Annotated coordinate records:

-- BEGIN --

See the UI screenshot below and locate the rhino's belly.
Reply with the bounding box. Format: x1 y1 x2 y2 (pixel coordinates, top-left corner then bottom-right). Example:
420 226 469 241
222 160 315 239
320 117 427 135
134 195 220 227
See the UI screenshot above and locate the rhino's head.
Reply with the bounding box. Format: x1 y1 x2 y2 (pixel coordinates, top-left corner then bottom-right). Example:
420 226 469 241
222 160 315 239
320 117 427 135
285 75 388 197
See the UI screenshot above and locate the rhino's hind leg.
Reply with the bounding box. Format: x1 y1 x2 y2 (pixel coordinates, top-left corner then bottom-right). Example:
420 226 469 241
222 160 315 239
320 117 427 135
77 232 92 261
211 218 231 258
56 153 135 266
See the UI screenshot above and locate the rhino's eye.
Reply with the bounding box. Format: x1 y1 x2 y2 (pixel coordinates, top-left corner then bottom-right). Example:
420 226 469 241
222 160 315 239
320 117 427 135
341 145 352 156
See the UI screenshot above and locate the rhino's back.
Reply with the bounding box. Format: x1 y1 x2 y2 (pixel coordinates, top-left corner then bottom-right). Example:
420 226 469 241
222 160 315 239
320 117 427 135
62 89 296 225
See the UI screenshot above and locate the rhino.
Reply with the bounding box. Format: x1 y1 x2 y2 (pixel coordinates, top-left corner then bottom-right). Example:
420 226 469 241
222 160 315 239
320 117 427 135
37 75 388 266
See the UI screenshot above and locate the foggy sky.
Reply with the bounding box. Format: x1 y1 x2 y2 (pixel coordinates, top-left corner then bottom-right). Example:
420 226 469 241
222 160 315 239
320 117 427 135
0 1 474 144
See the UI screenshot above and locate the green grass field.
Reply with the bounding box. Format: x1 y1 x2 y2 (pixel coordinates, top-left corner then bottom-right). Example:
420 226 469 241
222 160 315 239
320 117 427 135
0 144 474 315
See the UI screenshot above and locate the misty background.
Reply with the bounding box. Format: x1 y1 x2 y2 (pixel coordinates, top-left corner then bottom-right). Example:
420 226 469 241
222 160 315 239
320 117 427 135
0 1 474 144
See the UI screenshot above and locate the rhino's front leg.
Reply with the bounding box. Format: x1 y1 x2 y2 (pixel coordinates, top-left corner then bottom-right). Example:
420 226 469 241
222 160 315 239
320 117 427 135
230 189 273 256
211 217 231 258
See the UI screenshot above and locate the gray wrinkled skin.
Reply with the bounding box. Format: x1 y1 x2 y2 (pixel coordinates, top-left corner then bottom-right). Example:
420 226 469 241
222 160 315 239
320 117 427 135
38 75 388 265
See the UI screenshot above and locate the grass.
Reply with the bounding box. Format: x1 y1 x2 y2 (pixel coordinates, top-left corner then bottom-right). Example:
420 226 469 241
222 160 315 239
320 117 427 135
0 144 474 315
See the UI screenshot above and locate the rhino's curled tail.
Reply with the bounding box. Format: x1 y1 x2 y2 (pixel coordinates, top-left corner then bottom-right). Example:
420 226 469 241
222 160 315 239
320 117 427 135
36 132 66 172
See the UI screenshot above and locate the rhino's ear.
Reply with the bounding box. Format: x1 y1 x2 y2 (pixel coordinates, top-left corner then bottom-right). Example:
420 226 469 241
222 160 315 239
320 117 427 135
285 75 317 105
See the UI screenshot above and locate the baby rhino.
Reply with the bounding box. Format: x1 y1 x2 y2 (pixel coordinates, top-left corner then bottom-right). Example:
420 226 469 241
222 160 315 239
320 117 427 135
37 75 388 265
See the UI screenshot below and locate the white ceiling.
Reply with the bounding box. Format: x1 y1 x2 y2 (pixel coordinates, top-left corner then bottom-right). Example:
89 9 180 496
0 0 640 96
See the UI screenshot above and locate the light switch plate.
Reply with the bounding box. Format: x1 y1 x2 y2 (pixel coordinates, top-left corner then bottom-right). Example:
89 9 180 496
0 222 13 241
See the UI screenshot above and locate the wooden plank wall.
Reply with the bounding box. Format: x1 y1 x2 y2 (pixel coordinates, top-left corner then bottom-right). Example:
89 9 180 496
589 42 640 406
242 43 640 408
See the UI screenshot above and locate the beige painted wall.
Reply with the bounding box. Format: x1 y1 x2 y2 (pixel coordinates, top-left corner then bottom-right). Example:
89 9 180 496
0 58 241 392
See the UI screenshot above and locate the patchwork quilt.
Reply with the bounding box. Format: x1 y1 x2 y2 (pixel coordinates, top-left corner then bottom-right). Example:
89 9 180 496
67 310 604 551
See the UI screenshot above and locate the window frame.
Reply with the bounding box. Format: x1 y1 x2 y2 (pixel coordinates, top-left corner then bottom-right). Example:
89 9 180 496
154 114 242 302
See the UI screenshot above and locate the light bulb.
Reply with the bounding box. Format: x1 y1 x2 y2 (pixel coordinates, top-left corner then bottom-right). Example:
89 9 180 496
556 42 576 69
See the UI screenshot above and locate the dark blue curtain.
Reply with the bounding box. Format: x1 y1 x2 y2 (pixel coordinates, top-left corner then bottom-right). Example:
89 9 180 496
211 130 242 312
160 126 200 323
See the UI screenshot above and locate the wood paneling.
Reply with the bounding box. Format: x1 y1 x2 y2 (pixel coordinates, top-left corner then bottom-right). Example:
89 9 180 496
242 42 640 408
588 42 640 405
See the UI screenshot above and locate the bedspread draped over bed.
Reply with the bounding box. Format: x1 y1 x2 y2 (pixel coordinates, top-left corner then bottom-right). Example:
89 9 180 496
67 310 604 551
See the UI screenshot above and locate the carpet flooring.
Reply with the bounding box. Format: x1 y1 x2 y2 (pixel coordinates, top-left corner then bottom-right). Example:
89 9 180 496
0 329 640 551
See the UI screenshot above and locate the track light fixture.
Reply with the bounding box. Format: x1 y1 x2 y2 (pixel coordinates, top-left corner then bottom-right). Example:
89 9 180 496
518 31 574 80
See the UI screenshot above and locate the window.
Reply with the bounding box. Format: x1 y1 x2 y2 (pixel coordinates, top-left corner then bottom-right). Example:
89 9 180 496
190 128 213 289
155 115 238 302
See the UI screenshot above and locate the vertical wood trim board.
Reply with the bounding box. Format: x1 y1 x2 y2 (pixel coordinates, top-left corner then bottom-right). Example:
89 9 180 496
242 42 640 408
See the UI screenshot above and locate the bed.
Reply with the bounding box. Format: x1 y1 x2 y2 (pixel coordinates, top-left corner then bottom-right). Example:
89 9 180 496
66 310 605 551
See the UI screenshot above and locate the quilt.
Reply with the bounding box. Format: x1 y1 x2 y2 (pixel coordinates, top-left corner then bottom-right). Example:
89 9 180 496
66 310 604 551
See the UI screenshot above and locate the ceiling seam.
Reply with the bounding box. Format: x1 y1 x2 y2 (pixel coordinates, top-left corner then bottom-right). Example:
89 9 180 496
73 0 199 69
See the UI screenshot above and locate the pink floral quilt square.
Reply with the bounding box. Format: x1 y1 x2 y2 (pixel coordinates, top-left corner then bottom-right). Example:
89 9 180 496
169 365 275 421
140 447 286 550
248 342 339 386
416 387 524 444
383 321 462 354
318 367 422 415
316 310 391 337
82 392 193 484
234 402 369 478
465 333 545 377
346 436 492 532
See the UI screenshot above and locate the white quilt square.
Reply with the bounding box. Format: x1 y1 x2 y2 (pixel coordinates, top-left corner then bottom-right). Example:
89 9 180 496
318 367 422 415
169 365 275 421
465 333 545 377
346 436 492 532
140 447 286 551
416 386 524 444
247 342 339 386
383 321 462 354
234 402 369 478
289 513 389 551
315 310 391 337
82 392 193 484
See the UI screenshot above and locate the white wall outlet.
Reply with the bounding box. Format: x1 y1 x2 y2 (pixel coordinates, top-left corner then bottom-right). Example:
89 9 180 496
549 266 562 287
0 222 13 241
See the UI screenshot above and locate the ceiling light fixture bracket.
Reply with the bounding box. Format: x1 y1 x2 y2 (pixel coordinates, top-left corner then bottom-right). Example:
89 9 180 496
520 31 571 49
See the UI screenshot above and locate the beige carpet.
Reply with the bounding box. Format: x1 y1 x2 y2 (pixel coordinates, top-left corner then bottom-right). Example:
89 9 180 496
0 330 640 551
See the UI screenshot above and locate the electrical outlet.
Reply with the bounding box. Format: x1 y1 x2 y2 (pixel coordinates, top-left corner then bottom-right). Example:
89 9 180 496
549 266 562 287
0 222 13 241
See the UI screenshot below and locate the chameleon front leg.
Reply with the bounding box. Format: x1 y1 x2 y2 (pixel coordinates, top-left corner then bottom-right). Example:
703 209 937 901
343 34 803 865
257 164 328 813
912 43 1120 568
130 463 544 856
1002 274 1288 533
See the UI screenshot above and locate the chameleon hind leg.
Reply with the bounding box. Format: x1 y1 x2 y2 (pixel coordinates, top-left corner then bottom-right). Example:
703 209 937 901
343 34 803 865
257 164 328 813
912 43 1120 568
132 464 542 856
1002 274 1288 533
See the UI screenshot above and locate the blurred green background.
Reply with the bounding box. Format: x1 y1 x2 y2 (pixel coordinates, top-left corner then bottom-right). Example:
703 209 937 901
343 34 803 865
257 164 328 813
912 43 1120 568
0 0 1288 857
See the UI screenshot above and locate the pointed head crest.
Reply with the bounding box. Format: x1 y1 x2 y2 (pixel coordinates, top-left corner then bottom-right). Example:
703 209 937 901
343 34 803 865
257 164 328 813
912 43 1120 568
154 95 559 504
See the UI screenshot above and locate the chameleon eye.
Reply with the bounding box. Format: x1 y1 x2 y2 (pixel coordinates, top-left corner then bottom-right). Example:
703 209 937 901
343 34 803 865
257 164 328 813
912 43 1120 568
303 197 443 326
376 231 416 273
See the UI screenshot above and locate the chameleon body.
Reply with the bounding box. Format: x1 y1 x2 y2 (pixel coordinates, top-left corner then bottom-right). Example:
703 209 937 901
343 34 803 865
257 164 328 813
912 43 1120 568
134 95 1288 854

-- END --

▶ _AIM OF THE TASK_
Rewrite the lines above, from the line with "See the UI screenshot above and locate the grass." to the line with "242 43 640 408", both included and with the requests kept. Offset every coordinate in the answers by adding 54.

▶ _ANSWER TO THE TASK_
See the UI screenshot above and locate the grass.
Reply with the bounding box. Format: x1 y1 x2 y2 (pixel coordinates, top-left corner then bottom-right). Example:
420 226 469 241
222 160 315 239
320 117 427 135
54 198 528 369
See the UI screenshot above and locate the rhino's curled tail.
Reply with the bounding box. Format: x1 y1 x2 y2 (pixel coordinates, top-left corner then bottom-right). Example:
420 226 469 241
222 160 315 239
320 117 427 135
90 186 120 226
See the UI screenshot above and locate the rhino's ear.
Reply with the bounding box. Format: x1 y1 x2 y2 (pixel coordinates, top-left corner then bottom-right). Example:
420 226 469 241
222 160 315 239
320 117 427 135
339 129 371 159
See the UI screenshot above and locate the baby rhino.
Reply with the bounding box. Format: x1 y1 x2 y2 (pixel coordinates, top-left corner then bottom-right). Example:
420 226 469 241
222 160 315 239
320 117 427 135
91 129 442 319
See the UI screenshot below and locate the white ceiling.
Reply with the bounding box. Format: x1 y1 x2 y2 (pixel coordinates, top-left corner then bottom-right). Example:
89 9 180 496
54 54 694 150
See the UI screenshot above and locate the light switch plate.
Reply with the bounding box. Format: x1 y1 x2 y2 (pixel coordinates, top-left corner then bottom-right). Example:
89 9 180 496
54 276 67 295
See the UI screenshot above and locate the wooden plank wall.
Reply with the bounding box. Format: x1 y1 x2 y2 (pixel coordinates, top-left corner then bottom-right). Example:
89 9 180 496
643 96 694 460
296 97 694 462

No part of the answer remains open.